STATED GOAL »
Please copy every line of the entries below, changing nothing.

---

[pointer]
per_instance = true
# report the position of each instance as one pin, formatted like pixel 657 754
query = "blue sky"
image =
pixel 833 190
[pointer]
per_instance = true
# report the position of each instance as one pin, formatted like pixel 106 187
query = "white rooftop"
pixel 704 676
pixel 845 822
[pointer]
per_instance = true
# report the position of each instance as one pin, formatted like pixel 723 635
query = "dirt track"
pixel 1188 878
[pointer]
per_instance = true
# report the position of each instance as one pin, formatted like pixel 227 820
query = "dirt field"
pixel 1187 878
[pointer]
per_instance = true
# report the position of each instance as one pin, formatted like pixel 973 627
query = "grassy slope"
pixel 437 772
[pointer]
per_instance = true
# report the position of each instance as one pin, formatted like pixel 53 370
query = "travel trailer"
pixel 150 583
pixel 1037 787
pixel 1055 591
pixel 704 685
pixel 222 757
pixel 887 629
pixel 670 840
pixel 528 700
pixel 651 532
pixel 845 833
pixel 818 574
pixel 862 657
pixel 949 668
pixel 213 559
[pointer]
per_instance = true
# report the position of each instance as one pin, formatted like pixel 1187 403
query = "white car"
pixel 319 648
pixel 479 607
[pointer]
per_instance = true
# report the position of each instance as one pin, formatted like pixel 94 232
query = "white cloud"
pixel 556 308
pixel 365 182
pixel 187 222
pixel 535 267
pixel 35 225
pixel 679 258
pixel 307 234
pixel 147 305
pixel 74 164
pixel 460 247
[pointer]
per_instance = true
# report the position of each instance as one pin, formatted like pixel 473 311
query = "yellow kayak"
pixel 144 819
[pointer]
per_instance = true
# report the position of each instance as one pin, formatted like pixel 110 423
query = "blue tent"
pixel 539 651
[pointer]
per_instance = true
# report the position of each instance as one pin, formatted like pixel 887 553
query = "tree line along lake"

---

RIGHT ANSWER »
[pointer]
per_instance = true
# report the position of each instance as one pin, formatted like pixel 657 754
query = "blue sky"
image =
pixel 833 190
[pointer]
per_instance = true
# report the position of each instance as one pin, formatted like pixel 106 187
query = "white rooftop"
pixel 704 676
pixel 845 822
[pointer]
per_instance = true
# report the position of each instance as one pin, formatted like pixel 723 635
query = "dirt track"
pixel 1188 878
[pointer]
per_instance = true
# report the position of each instance as one pin, formatted like pixel 227 820
query = "dirt field"
pixel 1187 878
[pointer]
per_instance = true
# report the position of each instance as one pin, formatted like pixel 973 627
query = "grassy slope"
pixel 437 772
[pointer]
per_instance = true
# report the position of each instance as one pin, formatted like pixel 53 370
query = "travel trailer"
pixel 150 583
pixel 1037 787
pixel 1055 591
pixel 704 685
pixel 222 757
pixel 887 629
pixel 670 840
pixel 528 700
pixel 651 532
pixel 845 833
pixel 818 574
pixel 862 657
pixel 949 668
pixel 213 559
[pointer]
per_instance = true
# report the position of each instance as one pin, formatted like pixel 1187 403
query = "white car"
pixel 319 648
pixel 479 607
[pointer]
per_instance = true
# report the position of each instance as one pin, formatted like pixel 94 232
query = "white cloud"
pixel 556 308
pixel 365 182
pixel 187 222
pixel 535 267
pixel 35 225
pixel 679 258
pixel 307 234
pixel 147 305
pixel 74 164
pixel 460 247
[pointer]
per_instance = true
# report the position of each instance as one pin, formatted like pixel 473 311
query = "yellow kayak"
pixel 144 819
[pointer]
per_instance = true
# report the position of each instance as one pin, formatted like pixel 110 423
query = "blue tent"
pixel 539 651
[pointer]
per_instance = true
# report the position of each instance as one pin, formatted like pixel 887 553
query = "tree line along lake"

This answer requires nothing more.